> _CONSIGNE A_: D'après l'article sur l'incarcération de Thaksin Shinawatra, vers quelle prison l'ancien Premier ministre a-t-il été transféré mardi en fin d'après-midi ?
> _CONSIGNE B_: Poursuivez l'article sur l'incarcération de Thaksin Shinawatra à la suite de sa dernière phrase.

Bangkok – L’ancien Premier ministre thaïlandais Thaksin Shinawatra, condamné à un an de prison, a été transféré mardi en fin d’après-midi vers la prison centrale de Klong Prem, établissement de haute sécurité alors qu’il avait d’abord été emmené à la Remand Prison qui, habituellement, accueille les prisonniers en « préventive ». Ce transfert intervient après une décision unanime de la Cour suprême (5 voix contre 0) affirmant que sa peine n’avait pas été correctement exécutée en 2023 puisqu’il avait profité de l’hôpital de luxe de la police au lieu de la paille humide du cachot.
Vêtu d’un uniforme bleu clair, Thaksin a été aperçu dans un fourgon du Département des services correctionnels pour effectuer ce transfer de 300 mètres vers 17h10. Seul détenu à bord, il a levé le pouce en direction des journalistes qui l’interpellaient sur sa destination et sur un éventuel message à adresser au peuple thaïlandais.
Conformément aux procédures pénitentiaires, Thaksin a subi un examen médical, a été photographié et ses empreintes digitales ont été enregistrées pour l’émission de sa carte de détenu.
Le Premier ministre Anutin Charnvirakul a assuré que Thaksin ne bénéficierait d’aucun traitement de faveur et serait soumis aux règles en vigueur, sans intervention du gouvernement.
Cependant Thaksin pourrait bénéficier d’un placement hors prison pour raisons médicales, selon les règles du Département des services correctionnels. Ce dispositif s’applique aux détenus gravement malades, sous réserve d’un certificat médical délivré par deux médecins publics. La procédure implique plusieurs étapes : évaluation par un comité, décision du directeur de prison, inspection du lieu de détention, et publication officielle. En cas de non-respect des conditions, le placement peut être révoqué. Thaksin reçoit déjà des soins, conformément à la réglementation en vigueur.
Enfin, les détenus âgés bénéficient souvent d’aménagement de peine ; or Thaksin a 76 ans. Gageons qu’il ne passera pas 365 jours derrière les barreaux.

Entrées de données recueillies
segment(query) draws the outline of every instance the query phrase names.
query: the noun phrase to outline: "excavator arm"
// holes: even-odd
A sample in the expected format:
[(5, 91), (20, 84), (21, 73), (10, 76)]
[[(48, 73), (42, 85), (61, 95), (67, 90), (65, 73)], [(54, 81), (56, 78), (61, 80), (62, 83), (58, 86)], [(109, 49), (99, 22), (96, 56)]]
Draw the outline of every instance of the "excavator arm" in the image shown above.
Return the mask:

> _CORRIGÉ A_: Vers la prison centrale de Klong Prem, un établissement de haute sécurité.

> _CORRIGÉ B_:
Mais l’affaire prend une tournure politique. Nitithorn Lamluea, avocat et militant, a annoncé le dépôt imminent d’une plainte auprès de la Commission nationale anticorruption (NACC). Il accuse Thaksin d’avoir orchestré en 2023 un transfert illégal vers l’hôpital général de la police, invoquant des douleurs thoraciques. La Cour suprême a confirmé lundi que ce séjour hospitalier ne pouvait être comptabilisé comme temps de détention.
Nitithorn affirme que des membres du personnel médical et pénitentiaire ont facilité cette manœuvre, et son réseau a déjà déposé une plainte contre eux.
Ce rebondissement soulève des interrogations sur l’intégrité du système judiciaire thaïlandais et sur sa vulnérabilité face aux pressions politiques. Si la NACC donne suite, des enquêtes plus larges pourraient être ouvertes, avec à la clé des poursuites contre les responsables impliqués.
À ce jour, Thaksin n’a pas été condamné pour cette manœuvre frauduleuse manifeste ; il est simplement sommé de purger la peine initialement prononcée. Certains médecins impliqués ont fait l’objet de sanctions administratives, mais aucune procédure judiciaire n’a été engagée à leur encontre, en dépit de pratiques pour le moins discutables. Au-delà, ce sont les fonctionnaires du système carcéral thaïlandais qui se sont montrés complices.